▶ _Photo-based referring expression data_:
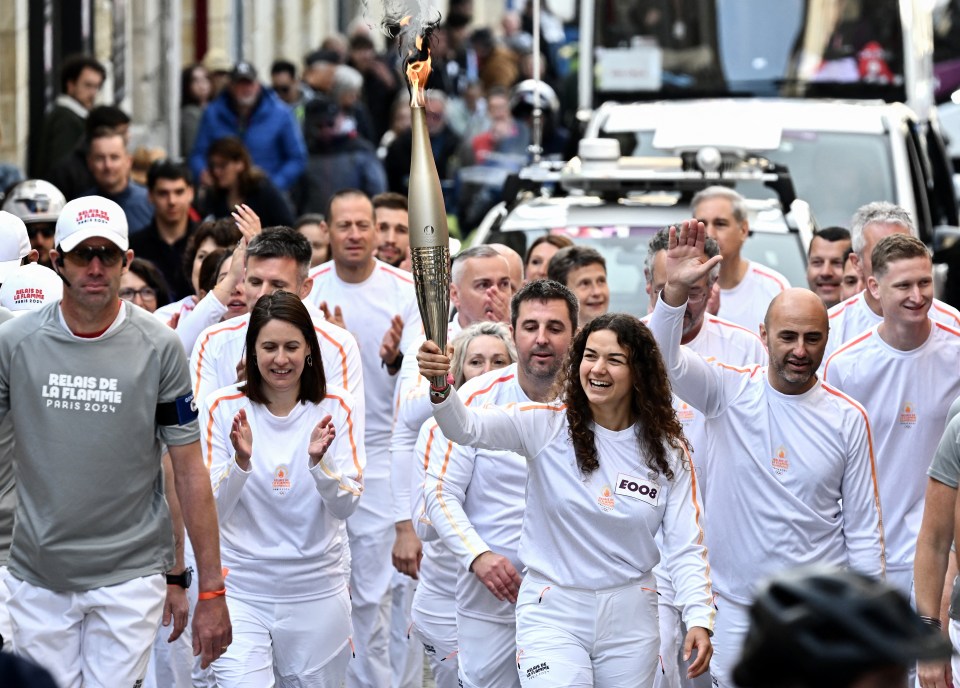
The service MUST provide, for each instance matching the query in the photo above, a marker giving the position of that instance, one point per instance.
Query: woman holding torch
(607, 468)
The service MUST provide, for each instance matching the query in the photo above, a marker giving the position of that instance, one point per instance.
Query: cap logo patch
(93, 215)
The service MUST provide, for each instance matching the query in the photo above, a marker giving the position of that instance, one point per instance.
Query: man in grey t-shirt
(934, 543)
(94, 387)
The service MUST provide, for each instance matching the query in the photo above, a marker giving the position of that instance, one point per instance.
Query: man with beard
(393, 225)
(906, 372)
(825, 264)
(480, 290)
(791, 446)
(714, 339)
(264, 123)
(475, 498)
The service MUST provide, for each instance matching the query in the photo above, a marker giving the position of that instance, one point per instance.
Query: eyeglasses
(82, 255)
(145, 293)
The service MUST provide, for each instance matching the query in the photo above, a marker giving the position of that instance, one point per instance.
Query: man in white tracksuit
(906, 372)
(377, 301)
(792, 449)
(475, 498)
(480, 289)
(714, 339)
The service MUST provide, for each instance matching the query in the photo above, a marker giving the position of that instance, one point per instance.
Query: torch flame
(418, 70)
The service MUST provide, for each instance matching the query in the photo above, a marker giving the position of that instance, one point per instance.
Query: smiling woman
(608, 470)
(287, 467)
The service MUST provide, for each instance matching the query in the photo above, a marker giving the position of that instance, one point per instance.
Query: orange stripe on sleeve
(846, 304)
(203, 347)
(849, 345)
(946, 311)
(353, 443)
(873, 466)
(708, 588)
(213, 407)
(343, 356)
(486, 389)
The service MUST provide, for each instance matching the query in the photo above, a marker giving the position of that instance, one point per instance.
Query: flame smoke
(413, 23)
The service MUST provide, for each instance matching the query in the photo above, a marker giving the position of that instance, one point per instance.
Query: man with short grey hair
(848, 319)
(714, 339)
(480, 289)
(746, 287)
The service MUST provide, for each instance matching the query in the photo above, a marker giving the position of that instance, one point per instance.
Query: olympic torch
(429, 237)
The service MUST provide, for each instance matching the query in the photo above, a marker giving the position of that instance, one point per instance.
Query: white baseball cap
(14, 243)
(91, 216)
(29, 287)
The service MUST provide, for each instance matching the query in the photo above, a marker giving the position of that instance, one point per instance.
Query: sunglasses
(83, 255)
(145, 293)
(46, 231)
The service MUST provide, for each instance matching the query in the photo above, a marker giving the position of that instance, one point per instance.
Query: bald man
(791, 447)
(515, 262)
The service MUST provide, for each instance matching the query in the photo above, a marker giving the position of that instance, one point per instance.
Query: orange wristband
(212, 594)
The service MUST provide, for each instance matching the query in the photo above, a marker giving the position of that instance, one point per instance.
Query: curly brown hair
(651, 402)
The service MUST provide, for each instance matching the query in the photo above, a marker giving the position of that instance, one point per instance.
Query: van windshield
(814, 159)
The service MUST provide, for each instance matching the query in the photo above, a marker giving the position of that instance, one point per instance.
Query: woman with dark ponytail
(608, 470)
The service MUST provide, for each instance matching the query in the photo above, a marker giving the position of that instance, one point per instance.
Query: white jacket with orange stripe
(907, 395)
(595, 531)
(281, 533)
(220, 348)
(782, 464)
(475, 498)
(852, 317)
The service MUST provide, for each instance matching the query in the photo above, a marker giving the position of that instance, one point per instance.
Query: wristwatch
(183, 579)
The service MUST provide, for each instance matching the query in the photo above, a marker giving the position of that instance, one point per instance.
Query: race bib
(638, 488)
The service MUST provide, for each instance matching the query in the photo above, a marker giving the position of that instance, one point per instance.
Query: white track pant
(371, 536)
(954, 631)
(172, 665)
(488, 653)
(672, 672)
(6, 629)
(406, 652)
(435, 625)
(571, 637)
(304, 644)
(729, 633)
(98, 638)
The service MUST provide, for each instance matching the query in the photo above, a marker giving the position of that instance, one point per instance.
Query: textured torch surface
(429, 237)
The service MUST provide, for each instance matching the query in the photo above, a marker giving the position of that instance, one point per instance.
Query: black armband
(180, 411)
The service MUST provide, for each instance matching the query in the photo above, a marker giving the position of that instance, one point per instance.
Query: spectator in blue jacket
(261, 121)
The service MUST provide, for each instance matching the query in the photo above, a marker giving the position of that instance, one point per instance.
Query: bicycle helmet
(823, 626)
(35, 200)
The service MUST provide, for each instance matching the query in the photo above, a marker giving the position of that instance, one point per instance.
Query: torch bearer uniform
(788, 461)
(587, 607)
(853, 317)
(434, 603)
(475, 500)
(220, 347)
(907, 395)
(724, 341)
(432, 616)
(281, 540)
(368, 308)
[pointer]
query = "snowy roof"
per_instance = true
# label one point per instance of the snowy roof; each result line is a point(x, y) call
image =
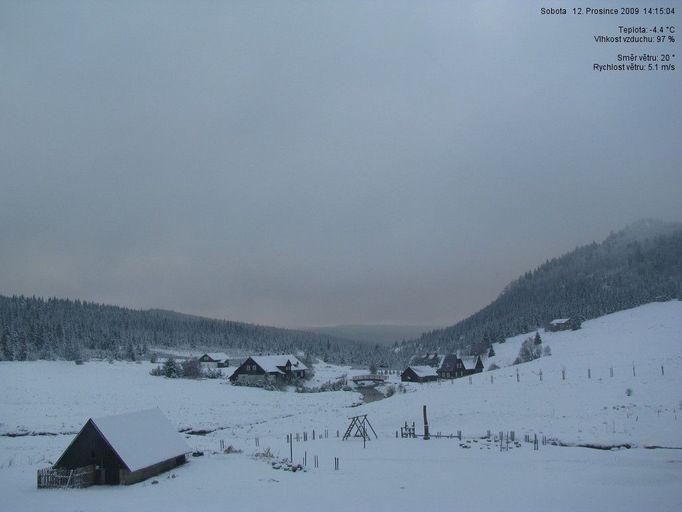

▶ _Exercise_: All of the entries above should be duplicated exactly, except for the pictures.

▶ _Your solution_:
The service MUST provide, for each instance matching the query in the photo above, a marker giving the position of that instance, one point per instance.
Query: woman holding torch
(607, 468)
The service MUST provide, for each instance matching the query in the photo above, a marker giving the position of that instance, one point per instance.
Query: cap logo patch
(93, 215)
The service MUST provide, for each instance matching the query in the photo above, a marker giving the position of that instance, one point per instance.
Query: man in grey t-shirt
(934, 543)
(94, 387)
The service MUST provide, for each instance matching the query in the photo above, a marker giving the position of that instance, one point per instance.
Query: man with beard
(393, 225)
(906, 372)
(825, 264)
(480, 290)
(791, 446)
(714, 339)
(264, 123)
(475, 498)
The service MUST provide, for each instance matching the query in the photo above, a marker giving the position of that instance, one point per instance.
Query: eyeglasses
(82, 255)
(145, 293)
The service MUST provide, for each instance matching the query in the photo above, a marker giving the position of that instance, one point per instance.
Query: man in white tracksuit
(906, 372)
(377, 301)
(792, 449)
(475, 498)
(480, 289)
(714, 339)
The service MUST provide, for each instance matching the query in the photo above, a marker giving the position of that instance, one point per instance.
Query: torch flame
(418, 70)
The service MUST provide, for each instance matching the query in the photo above, a marker giving the position of that instance, one point per instance.
Query: smiling woman
(608, 470)
(287, 467)
The service MUST provide, for each instance matching the query in the photo above, a marker giving the position of that instance, one point per instance.
Query: orange stripe on sleeve
(846, 304)
(203, 347)
(849, 345)
(946, 311)
(353, 443)
(873, 466)
(708, 588)
(213, 407)
(343, 356)
(486, 389)
The service MUST provide, for each instance matching the query in the photo above, a marker giving the position of that instance, one point per instance.
Query: flame smoke
(413, 23)
The service MUST provide, for each instance matching the query in the photo above, a marker giving the position of that instance, one point per instance.
Query: man with short grey hair
(848, 319)
(714, 339)
(480, 289)
(746, 287)
The service MUST provide, for each instance matching the query in the photo above, a marker giving the position of that instance, one point per instance.
Query: olympic torch
(429, 237)
The service MUST provide, for each instance matching the query in the photo above, a marker giving the position of that instance, one point per instance.
Query: white baseball cap
(14, 243)
(91, 216)
(29, 287)
The service MUST provide, for each instance matching the query in the photo above, a marker giving the position of that instance, one point per instance.
Query: sunglasses
(83, 255)
(145, 293)
(46, 231)
The service MUST provide, for each instance matching the query in the photo above, a marker giving the position of that instance, one point per instance.
Query: bald man
(791, 447)
(515, 262)
The service MUST provide, for each instance matching the query in the photo above, a marker giving the position of that instance, one point per instance.
Query: orange wristband
(212, 594)
The service MUST provide, for each instance matching the query in the photo above, a marker giving the position of that instance, one point per instance.
Query: curly brown hair
(651, 402)
The service MUST provide, for each instance matching the query in the photo above, a marker giving the position of that instance, one point per instance.
Query: van windshield
(814, 159)
The service MUST provide, for each instance matching the query in the photo above, a marker giving the position of that instance, one point per instance.
Query: woman with dark ponytail
(608, 470)
The service MUST provide, for each instance matching the query in the photo above, a marker giving the position of that instance, one point per instance.
Query: white jacket with orange stripe
(907, 395)
(595, 531)
(281, 533)
(220, 348)
(782, 464)
(475, 498)
(852, 317)
The service MUST provide, for each instance matching the query in the photo above, a marker giving the position of that instance, one point per instance.
Query: wristwatch
(183, 579)
The service MUST provide, for each instance matching the query in the photo above, a marker giving the position of that instance, one point per instance.
Query: race bib
(638, 488)
The service MUST provide, for each instance matching the query in the photo above, a marker giving the position of that instance, one point per instance.
Query: white track pant
(371, 536)
(954, 631)
(172, 665)
(488, 653)
(672, 672)
(6, 629)
(406, 652)
(435, 625)
(571, 637)
(304, 644)
(729, 633)
(98, 638)
The service MUST provide, for each instance matching the query in the photo above, a marker giving the position of that instance, one point per instance.
Query: textured torch surface
(429, 237)
The service MUST provide, for each instance matching the query in the photo above, a marker giving the position of that instance, one point per instance.
Query: black armband
(180, 411)
The service MUST provide, for each instance matching the query in the photo above, a marker giving the position of that instance, one point per instance.
Query: spectator in blue jacket
(261, 121)
The service MUST provide, for each instance matching the query in the photo above, a marker giving the position of that instance, one point per instance.
Query: bicycle helmet
(823, 626)
(35, 200)
The service MUST provide, for each instance matching the query in the photo above, a marker giving the position of that instance, one point per instance.
Query: torch bearer uniform
(788, 461)
(587, 607)
(853, 317)
(434, 603)
(475, 500)
(220, 347)
(907, 395)
(724, 341)
(432, 616)
(281, 540)
(368, 308)
[pointer]
query = "snowy roof"
per_instance = true
# label one point per instance of the snowy roof; each result line is a point(x, y) call
image =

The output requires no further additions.